* Stated goal
Exactly and only the lines from the one containing "of the beige" through the close of the entries below are to be set down.

[Point placement records]
-=-=-

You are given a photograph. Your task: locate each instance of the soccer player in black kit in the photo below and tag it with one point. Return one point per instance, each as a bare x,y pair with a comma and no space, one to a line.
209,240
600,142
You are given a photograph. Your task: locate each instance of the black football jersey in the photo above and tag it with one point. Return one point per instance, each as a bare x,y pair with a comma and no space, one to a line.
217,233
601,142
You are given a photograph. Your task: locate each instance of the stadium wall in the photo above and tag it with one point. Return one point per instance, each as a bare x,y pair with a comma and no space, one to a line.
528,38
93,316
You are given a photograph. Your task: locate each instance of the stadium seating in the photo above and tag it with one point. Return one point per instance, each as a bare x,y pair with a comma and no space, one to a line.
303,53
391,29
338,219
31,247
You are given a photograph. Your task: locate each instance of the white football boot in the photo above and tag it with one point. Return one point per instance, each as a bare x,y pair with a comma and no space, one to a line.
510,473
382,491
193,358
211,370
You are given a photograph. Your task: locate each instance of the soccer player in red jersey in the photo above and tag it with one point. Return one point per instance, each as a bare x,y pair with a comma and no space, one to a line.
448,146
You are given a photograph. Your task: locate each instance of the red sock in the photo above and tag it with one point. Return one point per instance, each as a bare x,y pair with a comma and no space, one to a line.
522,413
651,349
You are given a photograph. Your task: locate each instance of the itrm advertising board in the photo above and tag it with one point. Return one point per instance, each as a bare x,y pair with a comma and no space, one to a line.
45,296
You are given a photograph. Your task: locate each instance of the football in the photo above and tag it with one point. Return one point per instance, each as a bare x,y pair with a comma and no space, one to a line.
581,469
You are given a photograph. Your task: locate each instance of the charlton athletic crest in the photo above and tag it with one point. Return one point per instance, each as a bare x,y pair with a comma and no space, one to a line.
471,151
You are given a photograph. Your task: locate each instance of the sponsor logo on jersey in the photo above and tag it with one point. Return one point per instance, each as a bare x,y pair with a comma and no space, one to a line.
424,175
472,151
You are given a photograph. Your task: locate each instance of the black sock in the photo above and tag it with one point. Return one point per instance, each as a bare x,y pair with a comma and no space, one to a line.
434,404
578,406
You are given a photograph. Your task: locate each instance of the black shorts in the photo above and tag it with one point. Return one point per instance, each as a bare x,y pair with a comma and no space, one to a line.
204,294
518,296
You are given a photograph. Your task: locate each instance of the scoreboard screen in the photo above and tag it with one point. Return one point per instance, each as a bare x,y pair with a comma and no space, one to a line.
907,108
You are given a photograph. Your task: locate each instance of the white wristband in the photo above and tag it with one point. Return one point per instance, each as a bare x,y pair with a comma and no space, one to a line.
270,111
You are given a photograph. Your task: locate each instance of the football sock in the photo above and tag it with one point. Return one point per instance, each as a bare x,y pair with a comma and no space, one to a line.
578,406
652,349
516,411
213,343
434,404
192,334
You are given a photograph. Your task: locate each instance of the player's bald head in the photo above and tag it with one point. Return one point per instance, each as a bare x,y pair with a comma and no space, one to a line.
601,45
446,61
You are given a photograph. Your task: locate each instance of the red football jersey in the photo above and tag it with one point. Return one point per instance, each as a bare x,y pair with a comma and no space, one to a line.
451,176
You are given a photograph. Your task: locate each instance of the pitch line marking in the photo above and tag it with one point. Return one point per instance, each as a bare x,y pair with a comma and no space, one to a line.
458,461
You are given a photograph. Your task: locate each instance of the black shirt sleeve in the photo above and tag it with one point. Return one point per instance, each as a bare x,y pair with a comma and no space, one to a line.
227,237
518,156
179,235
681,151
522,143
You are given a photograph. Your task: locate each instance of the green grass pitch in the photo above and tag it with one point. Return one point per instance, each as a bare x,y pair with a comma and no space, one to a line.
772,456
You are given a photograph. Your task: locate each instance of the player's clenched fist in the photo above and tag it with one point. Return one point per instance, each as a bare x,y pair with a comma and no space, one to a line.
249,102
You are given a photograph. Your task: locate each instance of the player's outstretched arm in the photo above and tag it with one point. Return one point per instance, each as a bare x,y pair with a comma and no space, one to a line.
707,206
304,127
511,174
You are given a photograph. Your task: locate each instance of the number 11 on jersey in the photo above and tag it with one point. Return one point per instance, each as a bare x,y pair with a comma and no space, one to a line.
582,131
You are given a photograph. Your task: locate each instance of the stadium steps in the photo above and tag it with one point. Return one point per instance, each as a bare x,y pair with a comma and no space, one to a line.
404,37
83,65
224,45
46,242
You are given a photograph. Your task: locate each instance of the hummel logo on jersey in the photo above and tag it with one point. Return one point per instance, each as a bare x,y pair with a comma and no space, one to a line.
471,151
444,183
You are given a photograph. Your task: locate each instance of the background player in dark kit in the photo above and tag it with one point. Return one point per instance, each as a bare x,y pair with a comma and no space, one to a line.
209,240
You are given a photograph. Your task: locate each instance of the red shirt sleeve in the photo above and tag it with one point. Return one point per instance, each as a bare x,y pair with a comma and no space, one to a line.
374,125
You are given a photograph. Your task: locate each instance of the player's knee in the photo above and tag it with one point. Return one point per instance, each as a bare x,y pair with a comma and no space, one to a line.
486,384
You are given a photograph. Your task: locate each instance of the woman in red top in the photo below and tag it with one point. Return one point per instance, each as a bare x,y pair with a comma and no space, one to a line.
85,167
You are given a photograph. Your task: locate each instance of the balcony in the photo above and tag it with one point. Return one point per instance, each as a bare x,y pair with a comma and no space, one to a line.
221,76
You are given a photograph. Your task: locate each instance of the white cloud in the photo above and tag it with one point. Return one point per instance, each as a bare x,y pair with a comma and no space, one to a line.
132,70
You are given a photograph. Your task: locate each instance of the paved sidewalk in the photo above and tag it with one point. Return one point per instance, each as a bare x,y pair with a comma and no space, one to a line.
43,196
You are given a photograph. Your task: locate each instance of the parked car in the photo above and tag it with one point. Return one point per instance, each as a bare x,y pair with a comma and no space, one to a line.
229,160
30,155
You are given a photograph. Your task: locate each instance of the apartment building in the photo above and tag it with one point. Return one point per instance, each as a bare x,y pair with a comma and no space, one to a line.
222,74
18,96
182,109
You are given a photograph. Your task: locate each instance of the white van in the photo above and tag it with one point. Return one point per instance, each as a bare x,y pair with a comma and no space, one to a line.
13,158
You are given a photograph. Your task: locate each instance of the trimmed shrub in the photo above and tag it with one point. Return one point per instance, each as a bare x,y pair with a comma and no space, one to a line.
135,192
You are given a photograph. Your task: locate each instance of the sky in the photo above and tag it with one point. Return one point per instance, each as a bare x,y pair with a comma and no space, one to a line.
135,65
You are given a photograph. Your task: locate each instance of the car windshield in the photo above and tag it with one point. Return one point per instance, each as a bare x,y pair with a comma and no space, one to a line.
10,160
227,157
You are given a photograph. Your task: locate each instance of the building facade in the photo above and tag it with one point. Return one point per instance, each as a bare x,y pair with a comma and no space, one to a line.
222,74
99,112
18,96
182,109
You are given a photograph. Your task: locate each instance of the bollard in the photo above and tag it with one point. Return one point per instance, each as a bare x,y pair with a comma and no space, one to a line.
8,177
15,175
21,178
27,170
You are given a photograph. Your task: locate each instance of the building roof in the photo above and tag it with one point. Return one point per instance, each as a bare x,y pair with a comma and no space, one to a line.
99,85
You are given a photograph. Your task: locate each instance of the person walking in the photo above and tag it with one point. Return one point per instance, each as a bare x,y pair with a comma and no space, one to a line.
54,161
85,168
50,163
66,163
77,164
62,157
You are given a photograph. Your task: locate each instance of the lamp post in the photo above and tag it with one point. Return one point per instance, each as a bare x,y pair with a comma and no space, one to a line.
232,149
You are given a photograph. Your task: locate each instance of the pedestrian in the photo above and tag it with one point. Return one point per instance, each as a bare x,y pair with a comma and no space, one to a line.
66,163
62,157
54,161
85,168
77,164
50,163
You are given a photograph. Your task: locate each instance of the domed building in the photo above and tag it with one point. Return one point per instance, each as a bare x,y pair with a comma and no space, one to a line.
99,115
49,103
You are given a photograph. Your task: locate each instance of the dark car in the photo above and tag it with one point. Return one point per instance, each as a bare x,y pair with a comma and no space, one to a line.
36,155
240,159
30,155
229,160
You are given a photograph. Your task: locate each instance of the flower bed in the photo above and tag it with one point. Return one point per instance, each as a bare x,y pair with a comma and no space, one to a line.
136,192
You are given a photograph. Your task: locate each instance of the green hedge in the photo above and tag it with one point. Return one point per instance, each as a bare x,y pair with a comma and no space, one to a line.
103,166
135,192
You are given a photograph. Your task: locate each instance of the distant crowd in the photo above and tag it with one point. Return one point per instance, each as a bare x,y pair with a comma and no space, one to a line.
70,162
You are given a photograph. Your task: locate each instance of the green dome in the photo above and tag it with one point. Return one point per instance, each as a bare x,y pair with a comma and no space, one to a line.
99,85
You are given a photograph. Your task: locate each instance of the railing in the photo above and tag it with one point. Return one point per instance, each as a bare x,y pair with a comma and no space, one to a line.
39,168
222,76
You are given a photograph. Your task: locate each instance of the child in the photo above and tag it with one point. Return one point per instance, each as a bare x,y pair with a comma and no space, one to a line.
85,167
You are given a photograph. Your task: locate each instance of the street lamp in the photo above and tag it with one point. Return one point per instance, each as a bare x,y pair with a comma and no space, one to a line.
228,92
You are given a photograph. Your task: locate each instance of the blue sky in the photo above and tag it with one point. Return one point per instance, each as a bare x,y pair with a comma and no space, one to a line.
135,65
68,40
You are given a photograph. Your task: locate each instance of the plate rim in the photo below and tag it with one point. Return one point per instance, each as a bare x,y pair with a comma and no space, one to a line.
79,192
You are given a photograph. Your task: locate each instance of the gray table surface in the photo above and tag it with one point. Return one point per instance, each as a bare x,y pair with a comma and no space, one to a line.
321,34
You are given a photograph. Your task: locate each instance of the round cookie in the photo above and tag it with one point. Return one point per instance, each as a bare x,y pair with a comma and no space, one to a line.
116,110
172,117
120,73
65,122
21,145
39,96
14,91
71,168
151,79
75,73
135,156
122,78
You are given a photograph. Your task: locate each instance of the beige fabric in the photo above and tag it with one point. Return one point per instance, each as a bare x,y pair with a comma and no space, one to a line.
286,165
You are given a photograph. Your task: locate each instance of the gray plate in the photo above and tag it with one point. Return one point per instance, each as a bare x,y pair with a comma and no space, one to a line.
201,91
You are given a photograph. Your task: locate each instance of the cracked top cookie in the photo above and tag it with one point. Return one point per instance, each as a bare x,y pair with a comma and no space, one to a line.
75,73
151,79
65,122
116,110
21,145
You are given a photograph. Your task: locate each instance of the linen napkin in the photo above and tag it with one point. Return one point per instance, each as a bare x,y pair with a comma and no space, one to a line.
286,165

-=-=-

* The reply
You are given a photograph. Your task: locate each instance of the beige fabric in the photo above and tag it with one point. Return one point per instance, each as a bare x,y pair with a comma and no space, one to a line.
286,165
You are given a photograph. Your task: locate each instance of the gray plate in the photo above and tag it with one point. Return one point per instance, each as a bare x,y pair with a comma and no space, one to a line.
201,91
You are given a photograph. Your task: locate each instance of the cracked top cookie in the photo above and tag it with one point. Return one point per instance, each as a bare x,y pair with a comma and no space, one to a line.
75,73
151,79
65,122
116,110
21,145
You are given a photograph. Your task: locate each instance of the linen napkin in the photo above and tag it with one point. Return one point per instance, each as a bare x,y pair with a comma and no space, one to a line.
286,165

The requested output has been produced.